_Work to complete_. Repeat the listing below word for word, from its first line through the line containing "[344,106,804,1050]", and leave the pictures out of your answer.
[BEGIN]
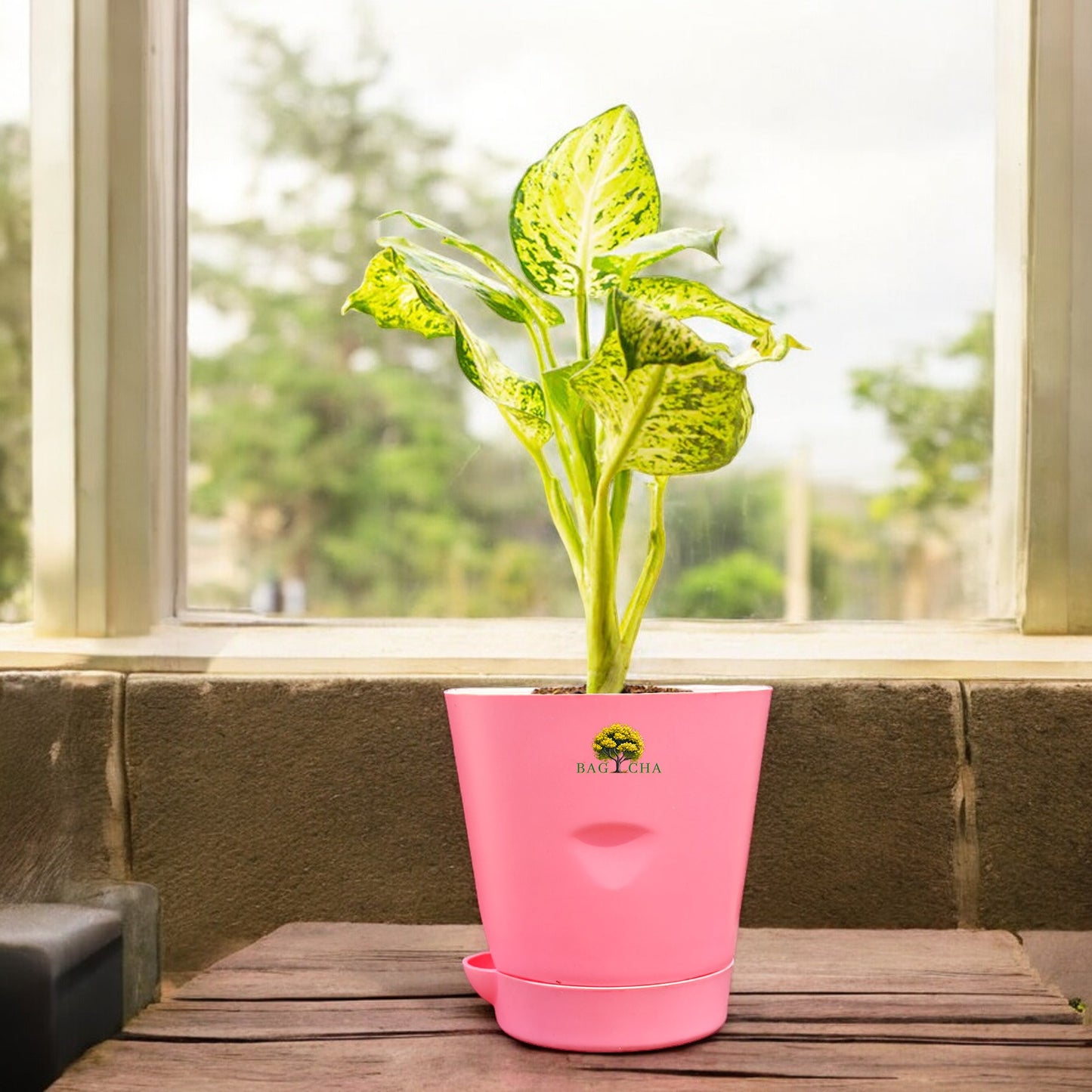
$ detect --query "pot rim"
[444,682,773,700]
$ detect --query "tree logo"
[577,724,660,773]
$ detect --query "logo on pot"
[577,724,663,773]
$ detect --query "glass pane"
[189,0,994,620]
[0,0,30,621]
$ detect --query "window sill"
[0,618,1092,682]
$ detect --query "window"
[0,0,30,621]
[188,0,995,621]
[19,0,1092,651]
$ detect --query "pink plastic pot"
[447,687,770,1050]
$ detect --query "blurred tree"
[191,24,576,615]
[652,466,843,618]
[664,549,785,618]
[853,312,994,618]
[0,123,30,619]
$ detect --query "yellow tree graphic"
[592,724,645,773]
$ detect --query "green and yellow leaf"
[379,237,532,323]
[454,317,552,447]
[342,247,552,447]
[509,106,660,296]
[626,277,773,343]
[342,247,456,338]
[592,227,723,283]
[572,331,753,477]
[379,209,565,326]
[611,288,715,371]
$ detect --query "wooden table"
[51,923,1092,1092]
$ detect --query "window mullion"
[32,0,184,636]
[1022,0,1092,633]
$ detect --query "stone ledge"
[743,682,960,928]
[967,682,1092,932]
[0,672,125,902]
[127,675,960,973]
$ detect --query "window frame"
[19,0,1092,675]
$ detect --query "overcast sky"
[0,0,994,485]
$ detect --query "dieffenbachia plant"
[343,106,804,694]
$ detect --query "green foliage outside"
[664,549,785,618]
[592,724,645,773]
[191,26,576,616]
[853,312,994,521]
[853,312,994,618]
[0,123,30,620]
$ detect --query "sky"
[191,0,994,488]
[0,0,994,488]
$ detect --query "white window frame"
[14,0,1092,677]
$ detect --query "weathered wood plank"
[176,923,1060,1001]
[54,1034,1092,1092]
[125,994,1092,1044]
[54,923,1092,1092]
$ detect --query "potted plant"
[344,106,804,1050]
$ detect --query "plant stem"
[621,477,667,664]
[584,365,666,694]
[611,471,633,562]
[584,484,626,694]
[527,447,584,599]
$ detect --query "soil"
[533,682,685,694]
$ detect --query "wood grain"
[54,923,1092,1092]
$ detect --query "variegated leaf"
[456,317,552,447]
[378,236,531,322]
[379,209,565,326]
[611,288,716,370]
[626,277,773,344]
[732,333,807,371]
[509,106,660,296]
[592,227,723,277]
[342,247,456,338]
[572,332,753,477]
[543,360,595,481]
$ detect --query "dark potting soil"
[533,682,685,694]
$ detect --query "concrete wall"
[0,673,1092,971]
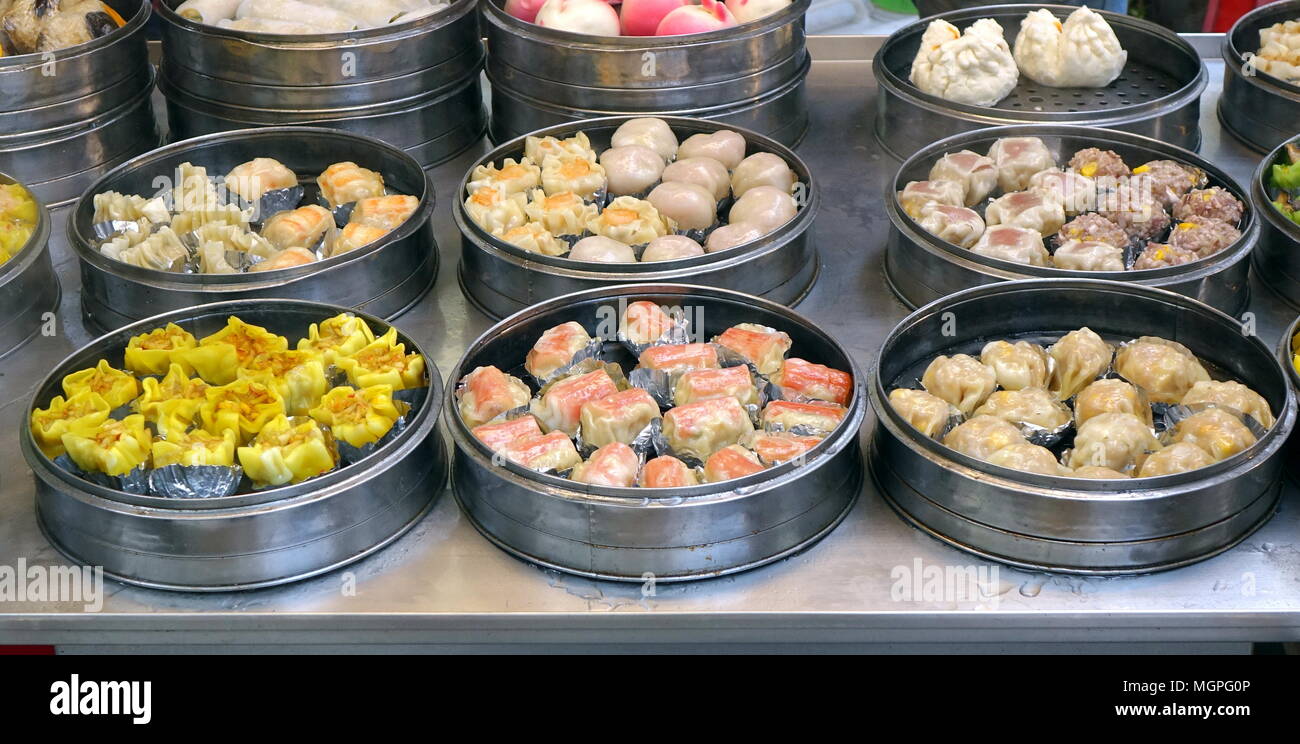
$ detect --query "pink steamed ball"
[621,0,690,36]
[654,0,737,36]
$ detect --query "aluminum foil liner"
[148,464,243,498]
[55,454,150,496]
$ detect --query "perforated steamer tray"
[872,4,1209,160]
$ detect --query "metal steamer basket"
[0,173,62,358]
[1218,0,1300,152]
[481,0,811,146]
[885,125,1258,315]
[159,0,488,168]
[870,280,1296,574]
[68,127,438,330]
[451,117,820,317]
[871,4,1208,160]
[445,285,866,581]
[18,300,447,592]
[1251,134,1300,307]
[0,0,159,207]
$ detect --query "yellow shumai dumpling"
[31,390,113,459]
[124,323,199,375]
[64,414,153,475]
[586,196,676,246]
[311,385,404,447]
[152,429,239,467]
[237,351,329,416]
[64,359,140,408]
[238,416,338,488]
[298,312,374,364]
[199,380,285,442]
[131,364,208,440]
[178,316,289,385]
[334,328,425,390]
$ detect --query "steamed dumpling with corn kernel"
[910,18,1019,105]
[1015,8,1128,88]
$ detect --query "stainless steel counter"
[0,36,1300,650]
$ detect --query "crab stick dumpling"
[1180,380,1275,429]
[917,203,985,248]
[569,442,641,488]
[610,118,677,163]
[930,150,997,207]
[568,235,637,264]
[663,397,754,460]
[772,356,853,406]
[920,354,997,416]
[641,235,705,261]
[637,343,720,372]
[705,222,767,254]
[456,367,533,428]
[705,445,767,483]
[524,189,599,235]
[579,388,660,447]
[714,323,792,375]
[524,320,592,380]
[898,181,965,220]
[732,152,798,199]
[889,388,961,438]
[532,369,619,436]
[601,144,664,196]
[316,160,384,208]
[944,416,1024,460]
[465,157,542,195]
[677,129,746,170]
[672,364,758,406]
[984,191,1065,237]
[533,0,619,36]
[662,157,731,200]
[979,341,1052,390]
[727,186,798,232]
[587,196,675,244]
[971,225,1052,267]
[465,189,528,233]
[988,137,1057,191]
[225,157,298,202]
[637,455,699,488]
[646,181,718,230]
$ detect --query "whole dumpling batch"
[176,0,450,35]
[504,0,793,36]
[94,157,420,274]
[910,8,1128,105]
[898,137,1245,272]
[0,0,126,59]
[889,328,1274,480]
[456,300,853,488]
[31,313,429,498]
[0,183,40,265]
[464,118,803,263]
[1249,21,1300,85]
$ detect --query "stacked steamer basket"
[0,173,60,358]
[885,125,1268,315]
[870,280,1296,574]
[1218,0,1300,152]
[451,117,820,317]
[1251,137,1300,307]
[482,0,811,146]
[68,126,438,330]
[871,4,1208,160]
[20,300,447,592]
[159,0,486,168]
[0,0,159,206]
[446,285,866,581]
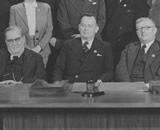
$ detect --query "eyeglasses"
[6,37,22,44]
[136,26,154,31]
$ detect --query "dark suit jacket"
[9,2,53,64]
[57,0,105,39]
[54,38,113,82]
[147,0,160,41]
[0,49,46,83]
[116,41,160,83]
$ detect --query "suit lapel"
[128,42,140,73]
[79,39,102,71]
[145,42,160,69]
[0,50,9,76]
[18,3,29,31]
[70,38,84,62]
[23,49,33,79]
[36,2,42,29]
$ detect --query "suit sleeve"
[53,43,67,81]
[97,0,106,38]
[39,5,53,49]
[99,43,114,82]
[115,47,130,82]
[57,0,77,39]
[END]
_Worked answer_.
$ detect --query "pot rim"
[444,682,773,700]
$ detect --query "tree logo"
[577,724,660,773]
$ detect --query "logo on pot"
[577,724,663,773]
$ detect --query "glass pane"
[189,0,994,620]
[0,0,30,621]
$ detect --query "window sill"
[0,618,1092,682]
$ detect --query "window"
[0,0,30,621]
[188,0,995,621]
[19,0,1092,651]
$ detect --query "pink plastic pot"
[447,687,770,1050]
$ detect --query "blurred tree"
[191,24,576,615]
[652,466,843,618]
[664,549,785,618]
[853,312,994,618]
[0,123,30,619]
$ detect --query "yellow tree graphic"
[592,724,645,773]
$ detect --query "green and yellow leaf"
[379,237,532,323]
[454,317,552,447]
[342,247,552,447]
[509,106,660,296]
[626,277,773,343]
[342,247,456,338]
[592,227,723,283]
[572,331,753,477]
[379,209,565,326]
[611,288,715,371]
$ detect --query "wooden table"
[51,923,1092,1092]
$ detect --query "window mullion"
[32,0,184,636]
[1022,0,1092,633]
$ detect --query "stone ledge"
[743,682,960,928]
[967,682,1092,932]
[0,672,125,902]
[127,675,960,973]
$ detect --query "window frame"
[19,0,1092,675]
$ detect --query "overcast sky"
[0,0,994,485]
$ detect --query "dieffenbachia plant"
[343,106,804,694]
$ detect --query "green foliage outside"
[664,549,785,618]
[592,724,645,773]
[191,26,576,616]
[853,312,994,521]
[853,312,994,618]
[0,123,30,620]
$ detect --query "sky"
[191,0,994,488]
[0,0,994,488]
$ detect --query "white window frame"
[14,0,1092,677]
$ detect --query "weathered wood plank"
[176,923,1060,1001]
[54,1034,1092,1092]
[125,994,1092,1044]
[54,923,1092,1092]
$ detect --query "potted plant"
[344,106,804,1050]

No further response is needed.